**CONSIGNE ÉCRITE**
Expliquez, s'il vous plaît, pourquoi le texte sur mamba muntu dit que l'objet récupéré après la disparition de la sirène est conservé jalousement.

**TEXTE À LIRE**
%%

Cette représentation de mamba muntu la plus commune au Katanga figure une femme aux traits européens ou moyen-orientaux. Il est très rare qu’elle soit représentée sous les traits d’une femme africaine. Elle apparaît au bord de l’eau, portant une montre et orné d’un collier et de boucles d’oreilles. Un serpent est enroulé autour de son corps. A l’arrière plan est figuré un bandeau végétal qui marque l’autre rive du fleuve ou du lac. Cette représentation est très répétitive, seules quelques variantes font la différence entre les tableaux. Il s’agit de portraits de sirènes et non de tableaux où la mami wata est mise en scène comme souvent dans la peinture populaire de Kinshasa.
Cette représentation dont le gros de la production s’étale entre 1960 et 1995 est image de la femme idéale séductrice que chacun aimerait croiser sur son chemin. Mamba muntu n’est pas seulement un tableau est aussi un personnage que l’on peut rencontrer en fréquentant les rives d’un lac ou d’un fleuve dans les environs immédiats de la ville. Les plus chanceux après sa disparition récupère un objet qu’elle utilisait, un miroir ou un savon. Cet objet ayant appartenu à la sirène sera conservé jalousement et portera bonheur à son propriétaire durant toute sa vie. Il est considéré comme une source de richesse. Les témoignages de ce genre sont nombreux.

%%

**EXTRAIT DE DONNÉES**
%%

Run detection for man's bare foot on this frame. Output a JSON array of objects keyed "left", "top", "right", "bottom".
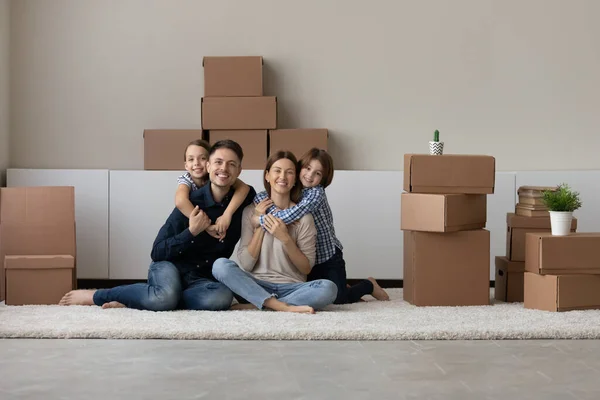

%%

**LA SOLUTION**
Cet objet, un miroir ou un savon, a appartenu à la sirène. Il portera donc bonheur à son propriétaire durant toute sa vie et il est considéré comme une source de richesse.